#### Source excerpt:

★ ★ ★

So, under my old company, everyone got the same cost of living raise across the board, and then your bonus was merit-based. It was a measly raise; I think it was usually about 1%, so under this new system, even though we don't get bonuses, it will actually be more money overall...if you score high enough to merit a raise.
The issue is, there are brackets of 0%, 2.5%, and 3%. The absolute highest raise you can get is 3%. I calculated that out, and that is $140 extra a month for me. And that's calculated on my gross pay, so that would not be what I actually take home. Let's say maybe $100 extra a month, after taxes and benefits and all that. If someone threw $100 at me, I would not turn it down, but that is not very much money. An extra $50 a paycheck is barely noticeable, tbh, unless you are REALLY hard up, but it's still not going to go very far. My boss said that at a leadership meeting she attended, there was a lot of emphasis on how important these evaluations are and how this company has VERY high standards and the grades really need to be earned. So, is this like a situation where basically nobody gets that 3% because their standards are impossibly high? I've been evaluated under three different managers under the old system and always scored in the highest possible bracket. Under the old system, a manager did have to justify in their comments why they had scored someone really high or low, so it's not that different, but the emphasis on their standards and the wording of the merit breakdown just kind of really sounds like, "You better dance REALLY hard for that extra hundred bucks, monkey."

★ ★ ★

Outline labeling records
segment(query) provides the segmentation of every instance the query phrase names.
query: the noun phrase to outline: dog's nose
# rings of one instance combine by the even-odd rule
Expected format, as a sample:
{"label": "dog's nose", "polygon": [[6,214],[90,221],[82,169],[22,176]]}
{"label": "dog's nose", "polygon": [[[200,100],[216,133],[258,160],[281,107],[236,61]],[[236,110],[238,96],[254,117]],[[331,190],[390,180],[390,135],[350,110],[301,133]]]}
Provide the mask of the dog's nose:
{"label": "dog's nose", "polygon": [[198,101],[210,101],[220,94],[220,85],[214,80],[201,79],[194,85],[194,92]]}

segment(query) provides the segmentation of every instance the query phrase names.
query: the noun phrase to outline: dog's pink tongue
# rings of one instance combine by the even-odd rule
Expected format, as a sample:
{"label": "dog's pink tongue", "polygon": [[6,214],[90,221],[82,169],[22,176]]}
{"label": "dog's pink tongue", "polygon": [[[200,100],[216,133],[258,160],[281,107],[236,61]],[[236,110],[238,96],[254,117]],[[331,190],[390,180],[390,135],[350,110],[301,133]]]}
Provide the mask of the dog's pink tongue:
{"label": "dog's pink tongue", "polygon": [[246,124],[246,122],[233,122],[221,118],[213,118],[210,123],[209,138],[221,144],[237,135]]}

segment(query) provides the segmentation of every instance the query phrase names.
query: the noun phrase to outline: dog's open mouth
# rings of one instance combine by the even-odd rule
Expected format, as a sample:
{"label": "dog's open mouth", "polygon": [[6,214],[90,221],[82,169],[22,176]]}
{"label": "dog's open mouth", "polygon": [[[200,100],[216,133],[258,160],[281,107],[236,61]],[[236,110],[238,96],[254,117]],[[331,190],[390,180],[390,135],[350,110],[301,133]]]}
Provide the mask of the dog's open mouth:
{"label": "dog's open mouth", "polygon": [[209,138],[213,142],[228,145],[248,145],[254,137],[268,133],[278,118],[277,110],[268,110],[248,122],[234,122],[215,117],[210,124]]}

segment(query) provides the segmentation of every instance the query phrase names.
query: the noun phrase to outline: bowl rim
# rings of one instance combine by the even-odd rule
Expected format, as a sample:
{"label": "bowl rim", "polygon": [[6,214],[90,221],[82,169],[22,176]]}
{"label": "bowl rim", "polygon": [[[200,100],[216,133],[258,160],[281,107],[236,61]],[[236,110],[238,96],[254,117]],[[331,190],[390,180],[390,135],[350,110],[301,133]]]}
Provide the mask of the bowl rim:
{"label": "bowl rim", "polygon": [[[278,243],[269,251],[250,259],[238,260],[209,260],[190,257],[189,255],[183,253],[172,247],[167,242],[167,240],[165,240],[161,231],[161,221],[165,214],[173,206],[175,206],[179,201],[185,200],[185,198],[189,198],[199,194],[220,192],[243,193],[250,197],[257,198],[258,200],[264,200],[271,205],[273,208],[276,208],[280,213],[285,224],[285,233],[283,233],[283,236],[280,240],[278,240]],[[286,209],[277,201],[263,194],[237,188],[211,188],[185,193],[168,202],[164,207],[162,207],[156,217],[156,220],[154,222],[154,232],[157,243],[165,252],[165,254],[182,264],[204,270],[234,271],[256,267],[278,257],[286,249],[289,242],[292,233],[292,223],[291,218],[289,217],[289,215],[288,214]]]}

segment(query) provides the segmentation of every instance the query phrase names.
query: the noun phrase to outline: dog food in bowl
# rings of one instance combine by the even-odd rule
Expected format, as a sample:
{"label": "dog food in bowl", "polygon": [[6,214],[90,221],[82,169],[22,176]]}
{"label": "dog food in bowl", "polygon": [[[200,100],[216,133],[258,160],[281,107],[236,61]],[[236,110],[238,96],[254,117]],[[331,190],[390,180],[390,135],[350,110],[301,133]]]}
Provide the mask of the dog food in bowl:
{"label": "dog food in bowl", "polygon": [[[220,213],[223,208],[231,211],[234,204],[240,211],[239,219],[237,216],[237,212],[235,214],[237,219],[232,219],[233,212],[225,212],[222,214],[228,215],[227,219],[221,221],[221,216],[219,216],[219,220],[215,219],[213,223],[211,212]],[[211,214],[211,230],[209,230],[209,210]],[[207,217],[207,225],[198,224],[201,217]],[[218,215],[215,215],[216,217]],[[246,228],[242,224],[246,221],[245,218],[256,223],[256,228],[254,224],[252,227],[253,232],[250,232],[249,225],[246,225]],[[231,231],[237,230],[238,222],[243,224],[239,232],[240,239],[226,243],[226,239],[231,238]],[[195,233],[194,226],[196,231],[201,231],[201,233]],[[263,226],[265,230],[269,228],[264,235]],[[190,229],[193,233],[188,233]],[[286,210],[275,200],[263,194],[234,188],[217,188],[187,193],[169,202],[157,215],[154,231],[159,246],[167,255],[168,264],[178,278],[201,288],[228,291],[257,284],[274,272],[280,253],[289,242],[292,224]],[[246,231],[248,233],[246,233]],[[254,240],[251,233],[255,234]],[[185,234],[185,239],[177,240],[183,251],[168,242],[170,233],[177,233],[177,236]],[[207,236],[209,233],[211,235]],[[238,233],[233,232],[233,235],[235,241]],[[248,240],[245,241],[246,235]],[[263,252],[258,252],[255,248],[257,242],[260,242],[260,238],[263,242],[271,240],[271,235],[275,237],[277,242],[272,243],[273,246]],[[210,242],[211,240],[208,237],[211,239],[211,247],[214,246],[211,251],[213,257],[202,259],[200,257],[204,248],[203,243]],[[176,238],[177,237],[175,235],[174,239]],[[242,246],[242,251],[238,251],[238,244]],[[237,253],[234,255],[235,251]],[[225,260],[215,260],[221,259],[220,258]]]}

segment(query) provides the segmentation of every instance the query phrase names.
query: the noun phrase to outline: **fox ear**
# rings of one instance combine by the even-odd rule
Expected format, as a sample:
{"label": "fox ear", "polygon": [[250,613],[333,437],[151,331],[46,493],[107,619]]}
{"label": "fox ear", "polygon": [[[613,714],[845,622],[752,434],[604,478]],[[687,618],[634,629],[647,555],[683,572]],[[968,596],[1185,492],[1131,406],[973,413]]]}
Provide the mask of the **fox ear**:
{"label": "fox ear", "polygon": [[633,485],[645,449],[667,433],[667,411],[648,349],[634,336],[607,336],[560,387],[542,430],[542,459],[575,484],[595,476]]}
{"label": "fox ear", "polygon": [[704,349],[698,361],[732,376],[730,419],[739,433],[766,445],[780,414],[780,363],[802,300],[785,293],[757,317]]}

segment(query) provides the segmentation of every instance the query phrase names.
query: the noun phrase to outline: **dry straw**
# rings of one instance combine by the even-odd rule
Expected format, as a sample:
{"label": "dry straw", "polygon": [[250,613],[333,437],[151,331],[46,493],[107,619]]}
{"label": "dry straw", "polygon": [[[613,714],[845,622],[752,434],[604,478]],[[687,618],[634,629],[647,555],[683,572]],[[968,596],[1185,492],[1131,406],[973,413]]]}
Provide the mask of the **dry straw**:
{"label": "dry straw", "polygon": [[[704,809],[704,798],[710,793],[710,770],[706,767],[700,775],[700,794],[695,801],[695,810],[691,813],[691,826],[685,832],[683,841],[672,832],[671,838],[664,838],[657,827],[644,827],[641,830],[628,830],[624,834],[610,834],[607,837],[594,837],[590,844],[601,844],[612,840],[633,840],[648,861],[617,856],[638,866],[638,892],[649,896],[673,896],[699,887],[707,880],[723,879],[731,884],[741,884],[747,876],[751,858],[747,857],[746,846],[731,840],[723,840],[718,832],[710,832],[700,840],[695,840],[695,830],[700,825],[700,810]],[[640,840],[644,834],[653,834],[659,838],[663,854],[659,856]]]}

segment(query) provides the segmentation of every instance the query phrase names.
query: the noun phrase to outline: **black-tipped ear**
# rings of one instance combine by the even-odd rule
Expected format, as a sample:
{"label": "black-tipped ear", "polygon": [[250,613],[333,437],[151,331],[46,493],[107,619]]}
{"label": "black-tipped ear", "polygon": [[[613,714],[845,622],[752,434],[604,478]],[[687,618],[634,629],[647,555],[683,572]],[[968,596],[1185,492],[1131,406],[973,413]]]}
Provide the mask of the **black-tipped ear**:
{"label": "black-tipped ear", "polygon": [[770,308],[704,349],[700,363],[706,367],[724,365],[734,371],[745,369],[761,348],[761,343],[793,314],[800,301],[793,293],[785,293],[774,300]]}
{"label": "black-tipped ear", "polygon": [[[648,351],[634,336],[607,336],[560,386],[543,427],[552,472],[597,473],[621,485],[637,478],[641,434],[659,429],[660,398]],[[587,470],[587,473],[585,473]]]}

★ ★ ★

#### Task:
Under the new system described in the post about merit raises above, what is the highest raise an employee can receive?

#### Full response:
The highest possible raise is 3%.